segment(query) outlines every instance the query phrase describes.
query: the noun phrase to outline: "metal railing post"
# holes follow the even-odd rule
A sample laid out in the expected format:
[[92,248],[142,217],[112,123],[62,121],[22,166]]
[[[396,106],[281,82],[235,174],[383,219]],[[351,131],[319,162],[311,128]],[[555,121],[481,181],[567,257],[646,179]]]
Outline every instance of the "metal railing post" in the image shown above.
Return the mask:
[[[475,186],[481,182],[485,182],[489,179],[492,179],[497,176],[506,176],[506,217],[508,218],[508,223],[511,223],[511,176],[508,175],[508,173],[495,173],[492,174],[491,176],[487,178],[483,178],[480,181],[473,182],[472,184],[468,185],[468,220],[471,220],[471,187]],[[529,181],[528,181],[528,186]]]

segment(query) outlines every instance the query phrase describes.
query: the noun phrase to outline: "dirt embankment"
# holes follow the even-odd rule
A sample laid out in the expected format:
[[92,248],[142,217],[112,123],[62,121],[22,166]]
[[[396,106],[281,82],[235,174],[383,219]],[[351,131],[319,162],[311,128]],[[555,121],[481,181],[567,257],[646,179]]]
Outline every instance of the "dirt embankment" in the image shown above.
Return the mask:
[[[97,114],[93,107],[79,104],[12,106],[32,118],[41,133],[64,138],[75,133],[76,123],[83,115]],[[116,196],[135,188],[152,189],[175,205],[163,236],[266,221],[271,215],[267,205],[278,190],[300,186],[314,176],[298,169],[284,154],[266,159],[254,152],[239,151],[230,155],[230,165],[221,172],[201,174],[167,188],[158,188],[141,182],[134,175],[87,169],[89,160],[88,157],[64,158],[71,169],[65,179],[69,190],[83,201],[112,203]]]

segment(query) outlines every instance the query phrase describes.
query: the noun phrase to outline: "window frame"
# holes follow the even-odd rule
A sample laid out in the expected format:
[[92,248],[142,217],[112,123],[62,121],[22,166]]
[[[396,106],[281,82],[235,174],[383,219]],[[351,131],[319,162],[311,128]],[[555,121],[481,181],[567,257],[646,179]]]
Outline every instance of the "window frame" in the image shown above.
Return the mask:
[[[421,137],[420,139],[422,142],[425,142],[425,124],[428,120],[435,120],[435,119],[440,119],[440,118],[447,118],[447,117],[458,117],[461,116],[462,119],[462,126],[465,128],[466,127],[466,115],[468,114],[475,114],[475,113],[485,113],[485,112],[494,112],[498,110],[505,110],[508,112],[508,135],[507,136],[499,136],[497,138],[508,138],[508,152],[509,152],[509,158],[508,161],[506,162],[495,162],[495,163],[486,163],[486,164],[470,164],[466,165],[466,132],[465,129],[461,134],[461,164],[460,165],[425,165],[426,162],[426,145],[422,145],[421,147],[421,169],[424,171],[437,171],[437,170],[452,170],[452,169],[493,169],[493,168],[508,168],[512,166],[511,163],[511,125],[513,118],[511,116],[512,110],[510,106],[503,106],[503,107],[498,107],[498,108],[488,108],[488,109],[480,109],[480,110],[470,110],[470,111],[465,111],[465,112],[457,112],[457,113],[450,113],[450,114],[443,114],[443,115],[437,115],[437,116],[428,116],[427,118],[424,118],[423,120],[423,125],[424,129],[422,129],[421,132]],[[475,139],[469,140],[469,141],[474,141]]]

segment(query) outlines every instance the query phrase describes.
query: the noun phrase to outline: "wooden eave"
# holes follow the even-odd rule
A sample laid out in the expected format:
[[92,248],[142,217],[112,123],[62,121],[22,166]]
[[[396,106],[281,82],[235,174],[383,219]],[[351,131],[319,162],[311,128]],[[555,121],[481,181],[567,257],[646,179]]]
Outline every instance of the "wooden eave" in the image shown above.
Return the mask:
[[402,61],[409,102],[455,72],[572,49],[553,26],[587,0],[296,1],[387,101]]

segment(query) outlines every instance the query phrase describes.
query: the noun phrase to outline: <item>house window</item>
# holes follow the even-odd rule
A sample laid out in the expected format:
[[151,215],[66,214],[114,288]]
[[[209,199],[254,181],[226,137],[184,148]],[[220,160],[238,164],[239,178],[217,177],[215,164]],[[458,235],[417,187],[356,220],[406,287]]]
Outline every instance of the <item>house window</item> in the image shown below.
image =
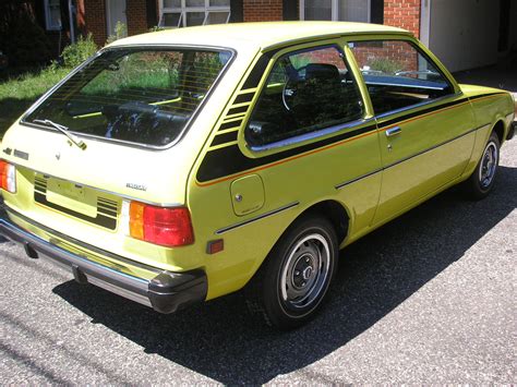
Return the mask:
[[61,7],[59,0],[45,0],[45,24],[48,31],[61,29]]
[[160,0],[160,26],[169,28],[225,24],[230,0]]
[[300,20],[371,22],[371,0],[300,0]]

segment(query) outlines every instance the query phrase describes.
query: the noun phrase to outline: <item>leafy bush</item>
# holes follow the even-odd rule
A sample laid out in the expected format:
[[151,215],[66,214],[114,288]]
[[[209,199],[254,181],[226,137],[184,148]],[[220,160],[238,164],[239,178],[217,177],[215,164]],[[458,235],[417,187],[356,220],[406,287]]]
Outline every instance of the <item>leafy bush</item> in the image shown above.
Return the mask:
[[119,40],[127,36],[128,36],[128,27],[125,26],[125,24],[121,22],[117,22],[117,25],[115,26],[115,35],[108,36],[108,39],[106,40],[106,45],[109,45],[113,43],[115,40]]
[[10,65],[43,64],[52,56],[45,32],[26,14],[14,20],[7,34],[0,34],[0,47],[8,55]]
[[76,43],[64,47],[61,57],[63,58],[64,65],[73,69],[92,57],[96,51],[97,45],[94,43],[92,34],[88,34],[86,37],[80,36]]

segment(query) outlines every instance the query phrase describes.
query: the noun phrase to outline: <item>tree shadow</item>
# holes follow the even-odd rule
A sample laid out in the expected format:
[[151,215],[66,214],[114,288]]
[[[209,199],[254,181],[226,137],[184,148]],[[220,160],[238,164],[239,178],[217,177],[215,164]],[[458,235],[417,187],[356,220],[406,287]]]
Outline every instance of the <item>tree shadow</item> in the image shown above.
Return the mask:
[[73,281],[55,292],[109,329],[224,384],[264,384],[304,367],[369,329],[452,263],[517,205],[517,169],[494,192],[465,202],[449,190],[341,252],[330,300],[311,324],[277,332],[247,312],[241,293],[175,315]]

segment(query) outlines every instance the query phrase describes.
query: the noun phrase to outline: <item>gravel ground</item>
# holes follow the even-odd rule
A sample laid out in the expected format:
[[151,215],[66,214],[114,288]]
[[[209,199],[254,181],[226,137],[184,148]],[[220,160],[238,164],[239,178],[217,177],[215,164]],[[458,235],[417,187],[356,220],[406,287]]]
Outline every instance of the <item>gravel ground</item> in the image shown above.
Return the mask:
[[342,252],[279,334],[232,294],[159,315],[0,244],[0,383],[502,383],[516,377],[517,140],[493,194],[445,192]]

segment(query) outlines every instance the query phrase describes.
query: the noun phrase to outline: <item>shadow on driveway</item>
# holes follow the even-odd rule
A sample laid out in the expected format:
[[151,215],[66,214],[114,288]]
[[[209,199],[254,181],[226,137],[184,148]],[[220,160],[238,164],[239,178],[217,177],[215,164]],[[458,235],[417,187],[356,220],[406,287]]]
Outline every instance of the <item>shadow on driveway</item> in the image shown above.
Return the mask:
[[503,220],[517,205],[515,192],[517,169],[501,167],[489,198],[464,202],[449,190],[353,243],[341,252],[329,302],[291,332],[263,326],[240,293],[160,315],[73,281],[55,292],[148,353],[224,384],[263,384],[314,363],[382,319]]

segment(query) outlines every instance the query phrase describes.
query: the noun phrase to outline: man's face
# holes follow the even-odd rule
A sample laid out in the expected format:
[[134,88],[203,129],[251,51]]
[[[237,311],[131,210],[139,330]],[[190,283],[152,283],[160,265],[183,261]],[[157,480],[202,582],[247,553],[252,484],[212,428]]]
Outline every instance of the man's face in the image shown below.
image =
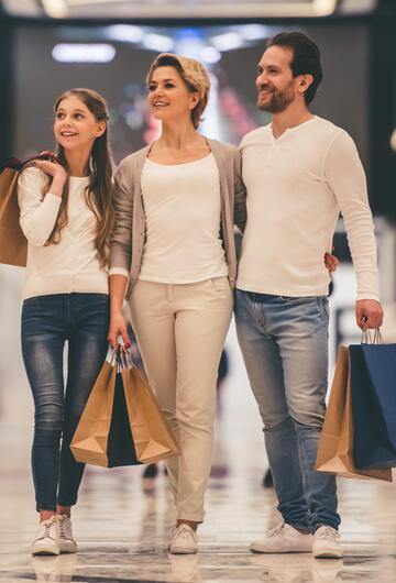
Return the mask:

* _WHAT THE TASK REQUIRES_
Take the data above and repeat it exactly, leaving each picture out.

* _TASK RESPONSE_
segment(query) outlines every instance the query phrase describes.
query: the noun phrase to outline: "metal railing post"
# holes follow the even-odd rule
A sample laid out in the expected format:
[[92,248],[142,217],[112,123],[62,121],[22,166]]
[[[396,106],[281,82],[235,174],[383,219]],[[351,131],[319,162],[311,128]],[[555,121],[481,181],[567,257],[646,179]]]
Outline every instance of the "metal railing post" in the image shown above.
Return the mask:
[[[475,186],[481,182],[485,182],[489,179],[492,179],[497,176],[506,176],[506,217],[508,218],[508,223],[511,223],[511,176],[508,175],[508,173],[495,173],[492,174],[491,176],[487,178],[483,178],[480,181],[473,182],[472,184],[468,185],[468,220],[471,220],[471,187]],[[529,181],[528,181],[528,186]]]

segment(query) outlines every instance the query phrase describes.
query: the noun phrase to outline: "dirt embankment"
# holes follow the even-odd rule
A sample laid out in the expected format:
[[92,248],[142,217],[112,123],[62,121],[22,166]]
[[[396,106],[281,82],[235,174],[383,219]],[[351,131],[319,162],[311,128]],[[555,121],[481,181],[567,257],[646,179]]]
Outline every instance of the "dirt embankment" in the image shown above.
Return the mask:
[[[97,114],[93,107],[79,104],[12,106],[32,118],[41,133],[64,138],[75,133],[76,123],[83,115]],[[116,196],[135,188],[152,189],[175,205],[163,236],[266,221],[271,215],[267,205],[278,190],[300,186],[314,176],[298,169],[284,154],[266,159],[254,152],[239,151],[230,155],[230,165],[221,172],[201,174],[167,188],[158,188],[141,182],[134,175],[87,169],[89,160],[88,157],[64,158],[71,169],[65,179],[69,190],[83,201],[112,203]]]

segment(query) outlines every instance the query phrase describes.
query: the noun phrase to outline: "window frame"
# holes follow the even-odd rule
A sample laid out in the expected format:
[[92,248],[142,217],[112,123],[62,121],[22,166]]
[[[396,106],[281,82],[235,174],[383,219]],[[351,131],[319,162],[311,128]],[[555,121],[481,181],[567,257],[646,179]]]
Outline every instance of the "window frame" in the image shown above.
Return the mask:
[[[421,137],[420,139],[422,142],[425,142],[425,124],[428,120],[435,120],[435,119],[440,119],[440,118],[447,118],[447,117],[458,117],[461,116],[462,119],[462,126],[465,128],[466,127],[466,115],[468,114],[475,114],[475,113],[485,113],[485,112],[494,112],[498,110],[505,110],[508,112],[508,135],[507,136],[499,136],[497,138],[508,138],[508,152],[509,152],[509,158],[508,161],[506,162],[495,162],[495,163],[486,163],[486,164],[470,164],[466,165],[466,132],[465,129],[461,134],[461,164],[460,165],[425,165],[426,162],[426,145],[422,145],[421,147],[421,169],[424,171],[437,171],[437,170],[452,170],[452,169],[493,169],[493,168],[508,168],[512,166],[511,163],[511,125],[513,118],[511,116],[512,110],[510,106],[503,106],[503,107],[498,107],[498,108],[488,108],[488,109],[480,109],[480,110],[470,110],[470,111],[465,111],[465,112],[457,112],[457,113],[450,113],[450,114],[443,114],[443,115],[437,115],[437,116],[428,116],[427,118],[424,118],[423,120],[423,125],[424,129],[422,129],[421,132]],[[475,139],[469,140],[469,141],[474,141]]]

segment(query) outlines every instance the query phrase describes.
query: the noun phrase to outline: "wooden eave"
# holes follow the even-odd rule
A sample laid out in the expected format:
[[92,248],[142,217],[112,123],[62,121],[22,166]]
[[[396,106],[281,82],[235,174],[383,219]],[[351,131],[319,162],[311,128]],[[555,121],[481,181],[567,257],[646,179]]]
Outline every instance of the "wooden eave" in the image shown above.
Return the mask:
[[402,61],[409,102],[455,72],[572,49],[553,26],[587,0],[296,1],[387,101]]

segment(query) outlines every instance the query phrase describes.
query: the noun phrase to outline: <item>house window</item>
# holes follow the even-odd rule
A sample laid out in the expected format:
[[151,215],[66,214],[114,288]]
[[[209,199],[254,181],[226,137],[184,148]],[[220,160],[238,164],[239,178],[217,177],[215,164]],[[458,235],[417,187],[356,220],[406,287]]]
Outline every instance of the <item>house window</item> in the image shown below.
image =
Return the mask:
[[61,7],[59,0],[45,0],[45,24],[48,31],[61,29]]
[[160,0],[160,26],[169,28],[225,24],[230,0]]
[[300,20],[371,22],[371,0],[300,0]]

segment(query) outlines every instance the query phrase describes.
query: the noun phrase to outline: <item>leafy bush</item>
# holes follow the even-odd rule
A sample laid out in the expected format:
[[151,215],[66,214],[114,288]]
[[[209,199],[254,181],[226,137],[184,148]],[[220,160],[238,164],[239,178],[217,177],[215,164]],[[458,235],[417,187],[356,220],[406,287]]]
Outline every instance of the <item>leafy bush</item> in the image shown above.
Return the mask:
[[119,40],[127,36],[128,36],[128,27],[125,26],[125,24],[121,22],[117,22],[117,25],[115,26],[115,35],[108,36],[108,39],[106,40],[106,45],[109,45],[113,43],[115,40]]
[[10,65],[43,64],[52,56],[45,32],[26,14],[14,20],[7,34],[0,34],[0,47],[8,55]]
[[76,43],[64,47],[61,57],[63,58],[64,65],[73,69],[92,57],[96,51],[97,45],[94,43],[92,34],[88,34],[86,37],[80,36]]

segment(query) outlines every instance the query phrase describes.
query: the noun phrase to outline: <item>tree shadow</item>
# holes follow the even-odd rule
A sample laid out in the expected format:
[[151,215],[66,214],[114,288]]
[[[209,199],[254,181],[226,137],[184,148]],[[220,160],[238,164],[239,178],[217,177],[215,164]],[[458,235],[417,187],[356,220],[406,287]]]
Outline every instance of the <item>tree shadow</item> in the image shown above.
Return the mask:
[[73,281],[55,292],[109,329],[224,384],[264,384],[304,367],[369,329],[452,263],[517,205],[517,169],[494,192],[465,202],[449,190],[341,252],[330,300],[311,324],[277,332],[247,312],[241,293],[175,315]]

segment(query) outlines every instance the query phrase describes.
query: the noun phrase to outline: <item>gravel ground</item>
# holes follow the even-odd rule
A sample laid out in the expected format:
[[151,215],[66,214],[114,288]]
[[[209,199],[254,181],[226,137],[184,148]],[[220,160],[238,164],[239,178],[217,177],[215,164]],[[458,235],[417,187],[356,220],[406,287]]]
Outline every instance of the <item>gravel ground</item> in the image shown above.
Return the mask:
[[342,252],[279,334],[232,294],[159,315],[0,244],[0,383],[502,383],[516,377],[517,140],[493,194],[445,192]]

segment(query) outlines every instance the query phrase describes.
query: the noun phrase to outline: <item>shadow on driveway</item>
# holes follow the even-odd rule
A sample laid out in the expected format:
[[151,215],[66,214],[114,288]]
[[[209,199],[254,181],[226,137],[184,148]],[[220,160],[238,164],[239,178],[217,177],[215,164]],[[458,235],[417,187],[356,220],[406,287]]]
Outline every instance of the <item>shadow on driveway</item> in the image shown above.
Return the mask:
[[503,220],[517,205],[515,192],[517,169],[501,167],[489,198],[464,202],[449,190],[353,243],[341,252],[329,302],[291,332],[263,326],[240,293],[160,315],[73,281],[55,292],[148,353],[224,384],[263,384],[314,363],[382,319]]

segment(query) outlines every instance the query phrase describes.
query: the noun phrase to outline: man's face
# holes follow the even-odd rule
A sample laid out in the expected format:
[[134,88],[203,129],[251,51]]
[[[237,311],[131,210],[139,330]],[[190,283],[152,283],[160,265],[183,261]],[[157,480],[202,582],[247,553],[252,484],[212,428]]]
Outline every instance of the man's face in the image shown below.
image =
Return the mask:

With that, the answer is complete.